• YOUR GOAL:
Only the lines from the one containing "Could you please point to the retaining" to the end of the entries should be written out, each exactly as it stands, both ends included.

• RAW RECORDS:
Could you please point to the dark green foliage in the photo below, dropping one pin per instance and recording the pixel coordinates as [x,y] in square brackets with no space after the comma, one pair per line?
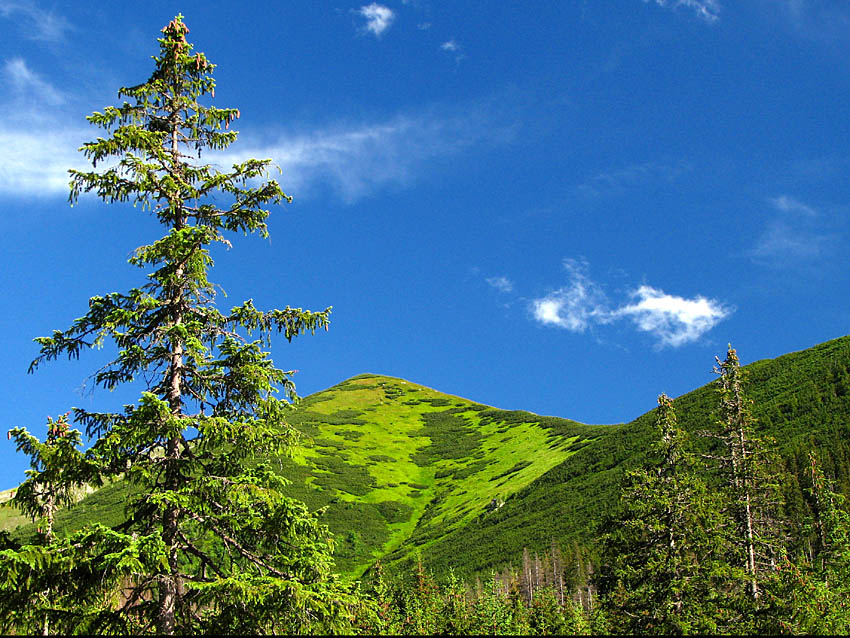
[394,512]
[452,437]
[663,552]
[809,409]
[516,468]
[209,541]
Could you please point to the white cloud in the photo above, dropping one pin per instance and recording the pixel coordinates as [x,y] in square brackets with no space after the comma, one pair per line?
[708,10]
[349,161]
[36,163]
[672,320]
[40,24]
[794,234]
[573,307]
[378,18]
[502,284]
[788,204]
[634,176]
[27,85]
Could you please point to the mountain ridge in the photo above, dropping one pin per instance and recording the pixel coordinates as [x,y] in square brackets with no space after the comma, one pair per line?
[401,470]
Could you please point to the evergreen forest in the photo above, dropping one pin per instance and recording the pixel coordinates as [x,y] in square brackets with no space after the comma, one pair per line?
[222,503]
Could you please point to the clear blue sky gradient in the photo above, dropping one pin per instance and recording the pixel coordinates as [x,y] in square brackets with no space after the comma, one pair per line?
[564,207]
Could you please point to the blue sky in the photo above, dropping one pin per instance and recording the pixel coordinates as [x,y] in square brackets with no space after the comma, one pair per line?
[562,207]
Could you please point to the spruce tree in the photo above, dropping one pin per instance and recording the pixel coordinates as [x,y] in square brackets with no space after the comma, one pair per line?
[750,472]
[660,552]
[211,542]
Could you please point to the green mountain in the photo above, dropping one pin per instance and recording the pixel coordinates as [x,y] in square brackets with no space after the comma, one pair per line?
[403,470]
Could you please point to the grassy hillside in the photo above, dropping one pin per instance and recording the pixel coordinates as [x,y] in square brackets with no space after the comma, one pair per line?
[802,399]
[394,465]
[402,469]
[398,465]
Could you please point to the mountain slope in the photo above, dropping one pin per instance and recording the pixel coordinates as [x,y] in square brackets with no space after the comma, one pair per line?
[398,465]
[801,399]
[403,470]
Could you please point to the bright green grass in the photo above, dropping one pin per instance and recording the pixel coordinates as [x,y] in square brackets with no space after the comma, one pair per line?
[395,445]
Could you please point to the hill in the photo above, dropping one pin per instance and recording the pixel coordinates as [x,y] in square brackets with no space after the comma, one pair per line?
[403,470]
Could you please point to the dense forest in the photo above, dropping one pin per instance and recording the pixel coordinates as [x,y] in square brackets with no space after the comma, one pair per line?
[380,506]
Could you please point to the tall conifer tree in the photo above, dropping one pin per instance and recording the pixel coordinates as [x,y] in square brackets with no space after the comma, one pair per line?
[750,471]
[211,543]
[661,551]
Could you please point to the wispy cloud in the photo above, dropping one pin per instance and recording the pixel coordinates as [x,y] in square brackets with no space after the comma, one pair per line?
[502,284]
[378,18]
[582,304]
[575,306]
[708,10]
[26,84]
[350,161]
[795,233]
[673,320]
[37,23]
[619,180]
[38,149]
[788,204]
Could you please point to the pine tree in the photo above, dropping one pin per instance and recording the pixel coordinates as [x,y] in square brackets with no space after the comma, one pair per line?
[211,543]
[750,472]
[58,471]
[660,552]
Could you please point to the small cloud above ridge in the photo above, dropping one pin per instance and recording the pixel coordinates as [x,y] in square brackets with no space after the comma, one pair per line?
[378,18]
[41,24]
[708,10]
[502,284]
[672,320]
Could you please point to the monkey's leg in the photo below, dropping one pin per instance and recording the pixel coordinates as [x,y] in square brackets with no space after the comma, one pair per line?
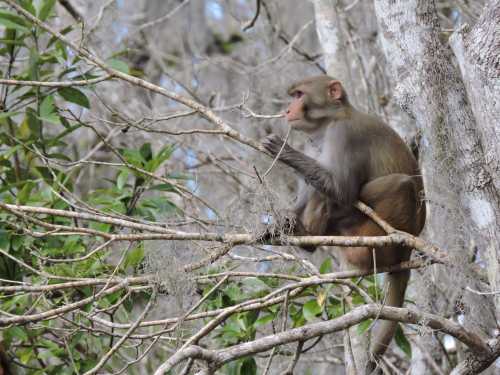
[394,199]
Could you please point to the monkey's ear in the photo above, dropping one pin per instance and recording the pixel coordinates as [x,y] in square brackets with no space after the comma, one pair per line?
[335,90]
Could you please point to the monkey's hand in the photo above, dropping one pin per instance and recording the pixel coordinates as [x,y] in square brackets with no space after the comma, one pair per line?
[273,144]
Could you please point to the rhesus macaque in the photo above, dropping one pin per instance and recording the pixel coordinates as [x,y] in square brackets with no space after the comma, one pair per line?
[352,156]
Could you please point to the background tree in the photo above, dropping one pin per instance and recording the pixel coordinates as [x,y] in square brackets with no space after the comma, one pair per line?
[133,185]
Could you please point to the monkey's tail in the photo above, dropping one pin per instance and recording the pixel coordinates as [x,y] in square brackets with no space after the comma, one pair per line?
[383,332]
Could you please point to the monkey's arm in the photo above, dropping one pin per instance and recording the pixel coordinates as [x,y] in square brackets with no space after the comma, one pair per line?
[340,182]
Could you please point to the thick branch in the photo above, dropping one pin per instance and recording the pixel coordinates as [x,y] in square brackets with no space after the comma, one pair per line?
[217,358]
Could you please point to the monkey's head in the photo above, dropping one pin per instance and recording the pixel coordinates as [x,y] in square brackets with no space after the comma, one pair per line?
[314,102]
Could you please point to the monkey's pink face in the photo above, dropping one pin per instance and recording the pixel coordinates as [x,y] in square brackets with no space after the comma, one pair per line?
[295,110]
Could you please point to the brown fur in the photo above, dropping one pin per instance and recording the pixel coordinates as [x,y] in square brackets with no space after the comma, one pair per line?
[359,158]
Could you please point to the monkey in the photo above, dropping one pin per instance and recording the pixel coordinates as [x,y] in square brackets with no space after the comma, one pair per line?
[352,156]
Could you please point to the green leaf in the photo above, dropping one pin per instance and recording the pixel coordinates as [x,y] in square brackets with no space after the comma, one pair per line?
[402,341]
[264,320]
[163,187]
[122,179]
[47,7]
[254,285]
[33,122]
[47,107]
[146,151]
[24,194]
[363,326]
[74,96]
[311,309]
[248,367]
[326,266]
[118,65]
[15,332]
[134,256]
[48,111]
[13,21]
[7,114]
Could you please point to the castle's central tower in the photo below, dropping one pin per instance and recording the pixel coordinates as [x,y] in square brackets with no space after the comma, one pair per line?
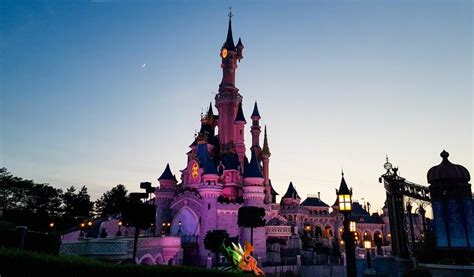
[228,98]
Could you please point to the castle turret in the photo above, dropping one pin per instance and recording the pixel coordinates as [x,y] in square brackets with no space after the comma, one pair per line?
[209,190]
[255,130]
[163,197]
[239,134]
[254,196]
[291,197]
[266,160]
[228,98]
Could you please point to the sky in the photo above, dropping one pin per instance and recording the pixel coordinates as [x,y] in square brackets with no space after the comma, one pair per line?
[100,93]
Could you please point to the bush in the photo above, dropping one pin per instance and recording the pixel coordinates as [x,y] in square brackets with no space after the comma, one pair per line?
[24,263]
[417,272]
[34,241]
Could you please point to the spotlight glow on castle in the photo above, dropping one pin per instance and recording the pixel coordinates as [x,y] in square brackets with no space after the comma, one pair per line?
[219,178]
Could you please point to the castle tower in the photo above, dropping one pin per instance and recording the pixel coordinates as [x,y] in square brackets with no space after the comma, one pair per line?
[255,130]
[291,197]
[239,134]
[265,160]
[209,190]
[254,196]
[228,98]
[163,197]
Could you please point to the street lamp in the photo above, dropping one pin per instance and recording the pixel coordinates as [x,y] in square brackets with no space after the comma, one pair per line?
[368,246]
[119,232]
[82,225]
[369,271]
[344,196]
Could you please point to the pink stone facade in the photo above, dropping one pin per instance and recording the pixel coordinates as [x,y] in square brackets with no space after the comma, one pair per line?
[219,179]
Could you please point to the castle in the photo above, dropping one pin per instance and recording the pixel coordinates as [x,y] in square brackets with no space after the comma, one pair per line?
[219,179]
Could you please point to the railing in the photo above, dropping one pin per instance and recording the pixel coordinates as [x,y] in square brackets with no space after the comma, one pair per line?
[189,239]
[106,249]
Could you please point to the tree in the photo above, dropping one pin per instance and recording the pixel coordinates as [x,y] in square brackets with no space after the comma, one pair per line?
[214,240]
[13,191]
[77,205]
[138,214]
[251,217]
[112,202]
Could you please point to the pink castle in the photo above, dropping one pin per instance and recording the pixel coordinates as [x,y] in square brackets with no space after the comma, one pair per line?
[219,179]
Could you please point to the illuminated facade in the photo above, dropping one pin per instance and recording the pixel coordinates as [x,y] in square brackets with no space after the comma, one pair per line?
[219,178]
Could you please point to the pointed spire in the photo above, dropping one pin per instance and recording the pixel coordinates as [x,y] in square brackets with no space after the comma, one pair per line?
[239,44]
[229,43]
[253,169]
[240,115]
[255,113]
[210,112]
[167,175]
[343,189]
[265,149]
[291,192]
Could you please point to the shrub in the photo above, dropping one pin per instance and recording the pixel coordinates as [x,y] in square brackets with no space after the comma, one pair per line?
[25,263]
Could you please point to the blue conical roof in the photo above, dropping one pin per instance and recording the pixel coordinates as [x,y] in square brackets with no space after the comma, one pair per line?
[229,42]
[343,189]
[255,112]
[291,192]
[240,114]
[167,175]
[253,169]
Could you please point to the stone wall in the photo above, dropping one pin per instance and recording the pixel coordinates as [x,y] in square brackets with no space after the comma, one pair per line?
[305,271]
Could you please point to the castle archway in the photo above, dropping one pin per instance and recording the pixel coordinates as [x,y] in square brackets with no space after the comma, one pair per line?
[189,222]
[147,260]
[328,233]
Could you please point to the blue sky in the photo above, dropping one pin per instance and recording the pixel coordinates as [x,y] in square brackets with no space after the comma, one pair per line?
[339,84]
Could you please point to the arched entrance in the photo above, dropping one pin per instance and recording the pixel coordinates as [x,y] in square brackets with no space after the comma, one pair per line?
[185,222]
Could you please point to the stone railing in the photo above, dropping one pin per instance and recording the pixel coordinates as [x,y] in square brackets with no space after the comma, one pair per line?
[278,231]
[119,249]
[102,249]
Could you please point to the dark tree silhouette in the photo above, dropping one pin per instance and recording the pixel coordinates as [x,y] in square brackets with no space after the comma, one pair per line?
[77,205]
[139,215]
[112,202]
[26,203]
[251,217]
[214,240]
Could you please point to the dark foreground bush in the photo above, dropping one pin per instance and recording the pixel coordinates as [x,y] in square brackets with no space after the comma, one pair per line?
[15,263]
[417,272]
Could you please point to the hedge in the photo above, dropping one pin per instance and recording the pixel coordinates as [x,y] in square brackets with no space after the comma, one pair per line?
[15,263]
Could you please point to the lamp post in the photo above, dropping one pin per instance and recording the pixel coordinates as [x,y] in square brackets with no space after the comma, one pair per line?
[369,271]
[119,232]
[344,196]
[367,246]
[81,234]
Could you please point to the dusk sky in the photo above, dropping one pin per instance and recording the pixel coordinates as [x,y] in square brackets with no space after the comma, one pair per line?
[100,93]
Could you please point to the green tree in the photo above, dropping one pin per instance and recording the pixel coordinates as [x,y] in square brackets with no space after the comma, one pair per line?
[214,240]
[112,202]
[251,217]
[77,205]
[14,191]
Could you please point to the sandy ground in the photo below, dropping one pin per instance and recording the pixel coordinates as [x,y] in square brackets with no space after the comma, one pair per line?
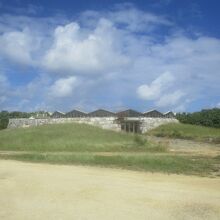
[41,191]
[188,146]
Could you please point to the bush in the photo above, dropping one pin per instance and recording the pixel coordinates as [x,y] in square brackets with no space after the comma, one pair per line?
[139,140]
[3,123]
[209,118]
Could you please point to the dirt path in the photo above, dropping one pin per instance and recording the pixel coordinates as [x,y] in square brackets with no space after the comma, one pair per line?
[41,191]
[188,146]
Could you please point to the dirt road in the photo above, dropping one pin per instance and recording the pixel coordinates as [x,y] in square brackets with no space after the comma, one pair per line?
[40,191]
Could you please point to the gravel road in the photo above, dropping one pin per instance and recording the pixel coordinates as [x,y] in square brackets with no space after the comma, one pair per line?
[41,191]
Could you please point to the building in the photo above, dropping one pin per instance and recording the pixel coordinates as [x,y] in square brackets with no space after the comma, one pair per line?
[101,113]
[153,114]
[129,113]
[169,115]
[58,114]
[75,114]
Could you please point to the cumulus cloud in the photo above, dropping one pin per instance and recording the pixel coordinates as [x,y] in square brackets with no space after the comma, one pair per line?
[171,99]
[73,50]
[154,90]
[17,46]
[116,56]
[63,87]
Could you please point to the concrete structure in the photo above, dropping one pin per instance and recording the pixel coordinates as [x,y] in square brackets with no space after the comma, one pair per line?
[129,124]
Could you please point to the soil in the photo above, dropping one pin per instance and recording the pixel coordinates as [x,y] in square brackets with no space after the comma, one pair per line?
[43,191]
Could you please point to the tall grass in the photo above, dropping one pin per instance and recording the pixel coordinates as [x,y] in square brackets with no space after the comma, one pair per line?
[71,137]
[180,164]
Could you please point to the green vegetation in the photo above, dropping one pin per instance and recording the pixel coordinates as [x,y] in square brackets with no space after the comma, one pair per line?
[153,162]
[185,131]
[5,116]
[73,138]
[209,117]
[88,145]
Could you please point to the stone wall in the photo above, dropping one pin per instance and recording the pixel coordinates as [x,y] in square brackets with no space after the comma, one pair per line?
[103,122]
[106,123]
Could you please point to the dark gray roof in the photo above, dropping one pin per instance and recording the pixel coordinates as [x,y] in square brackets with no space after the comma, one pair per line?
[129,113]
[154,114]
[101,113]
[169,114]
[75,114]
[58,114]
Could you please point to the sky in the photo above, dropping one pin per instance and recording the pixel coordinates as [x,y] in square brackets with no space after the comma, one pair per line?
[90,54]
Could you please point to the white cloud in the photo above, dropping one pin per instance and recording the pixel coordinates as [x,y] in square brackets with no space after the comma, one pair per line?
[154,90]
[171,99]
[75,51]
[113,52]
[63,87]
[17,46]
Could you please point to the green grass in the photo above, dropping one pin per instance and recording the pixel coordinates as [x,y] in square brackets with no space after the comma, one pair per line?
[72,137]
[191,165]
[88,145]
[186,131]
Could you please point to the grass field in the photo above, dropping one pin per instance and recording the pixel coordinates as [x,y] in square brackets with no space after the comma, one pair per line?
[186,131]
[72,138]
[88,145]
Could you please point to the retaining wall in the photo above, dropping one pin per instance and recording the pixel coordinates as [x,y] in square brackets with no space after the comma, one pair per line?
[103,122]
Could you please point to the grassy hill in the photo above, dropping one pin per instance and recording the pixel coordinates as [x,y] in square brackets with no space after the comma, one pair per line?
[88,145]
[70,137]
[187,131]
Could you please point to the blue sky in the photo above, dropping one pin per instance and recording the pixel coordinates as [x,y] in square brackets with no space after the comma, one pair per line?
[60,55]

• WRITTEN SOLUTION:
Could you please point to the retaining wall in the photo above, dropping one pin per instance and recording the pixel coordinates as [x,y] in square brackets with no space after the comma, one pair per line?
[103,122]
Could you please point to the grassy hill in the photo above, dropping one pin per instance and recording the pixel coordinates as [x,y] in square brackets with no space after the comma, one pair per line?
[88,145]
[70,137]
[187,131]
Could you please point to the blue sky in the photo above, dropping one pin per instance and recording the pixel coordinates as [x,y] in square brackets with no space after the comma, one pair per line?
[60,55]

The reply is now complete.